• INSTRUCTIONS TO FOLLOW:
Give the rows below, from the line containing "find the green" through the line containing "top-left (319, 212), bottom-right (357, 295)", as a JSON list of strings with one string per line, including both of those lines and skipping blank lines.

>> BEGIN EXCERPTED DATA

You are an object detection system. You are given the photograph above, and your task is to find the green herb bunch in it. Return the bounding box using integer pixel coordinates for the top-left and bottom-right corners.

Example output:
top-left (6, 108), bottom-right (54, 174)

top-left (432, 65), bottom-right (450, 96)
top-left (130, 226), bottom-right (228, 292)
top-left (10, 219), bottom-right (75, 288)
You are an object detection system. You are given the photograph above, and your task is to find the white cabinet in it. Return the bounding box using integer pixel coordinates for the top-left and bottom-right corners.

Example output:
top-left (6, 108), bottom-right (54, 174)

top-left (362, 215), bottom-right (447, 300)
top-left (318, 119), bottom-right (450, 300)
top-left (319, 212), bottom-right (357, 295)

>> END EXCERPTED DATA
>> BEGIN EXCERPTED DATA

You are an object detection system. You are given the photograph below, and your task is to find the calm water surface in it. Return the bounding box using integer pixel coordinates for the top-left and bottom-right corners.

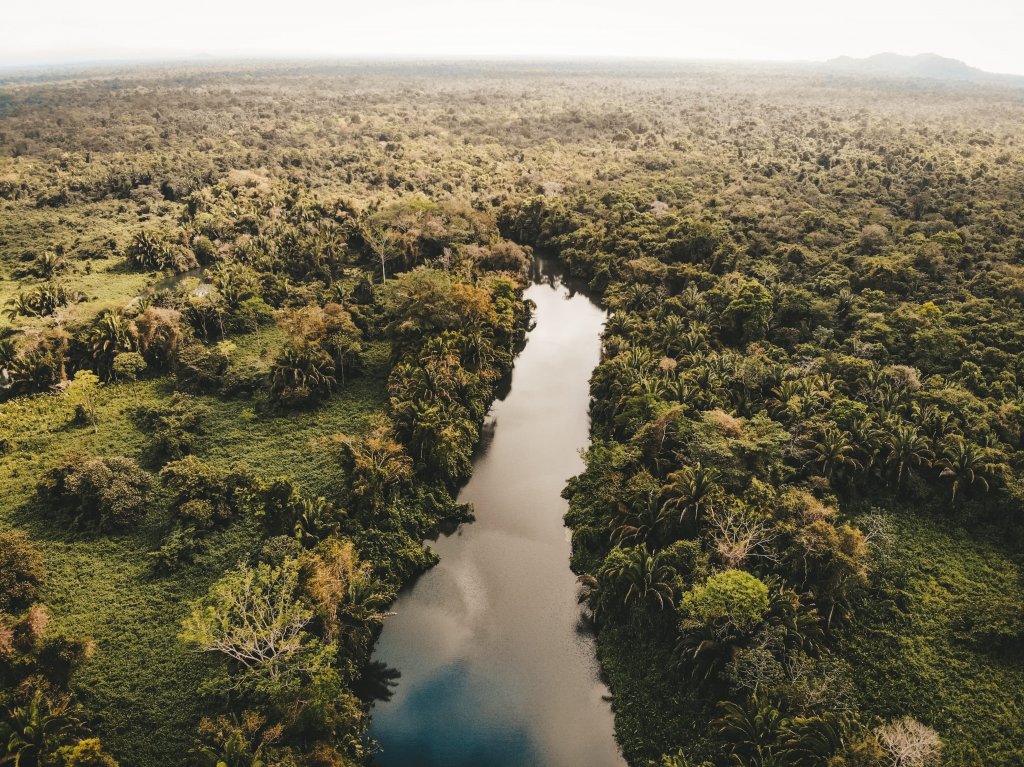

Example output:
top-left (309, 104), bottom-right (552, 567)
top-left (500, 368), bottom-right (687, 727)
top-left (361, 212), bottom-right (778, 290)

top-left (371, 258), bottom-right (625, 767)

>> END EXCERPTED DATA

• WRITTEN ANSWER:
[
  "You are an object detection system. You are given the photograph above, and your task is to find the green herb bunch in it. Return the bounding box using integer pixel coordinates for the top-left and bottom-right corners.",
  "Example output:",
  "top-left (6, 108), bottom-right (54, 174)",
  "top-left (432, 65), bottom-right (450, 96)",
  "top-left (130, 226), bottom-right (228, 292)",
  "top-left (10, 219), bottom-right (75, 288)",
  "You are an object detection system. You are given the photograph above, and your task is to find the white cabinet in it. Return the bounding box using integer pixel coordinates for the top-left and bottom-right corners.",
  "Example output:",
  "top-left (6, 108), bottom-right (54, 174)",
  "top-left (362, 215), bottom-right (447, 300)",
  "top-left (318, 119), bottom-right (450, 300)",
  "top-left (319, 212), bottom-right (357, 295)"
]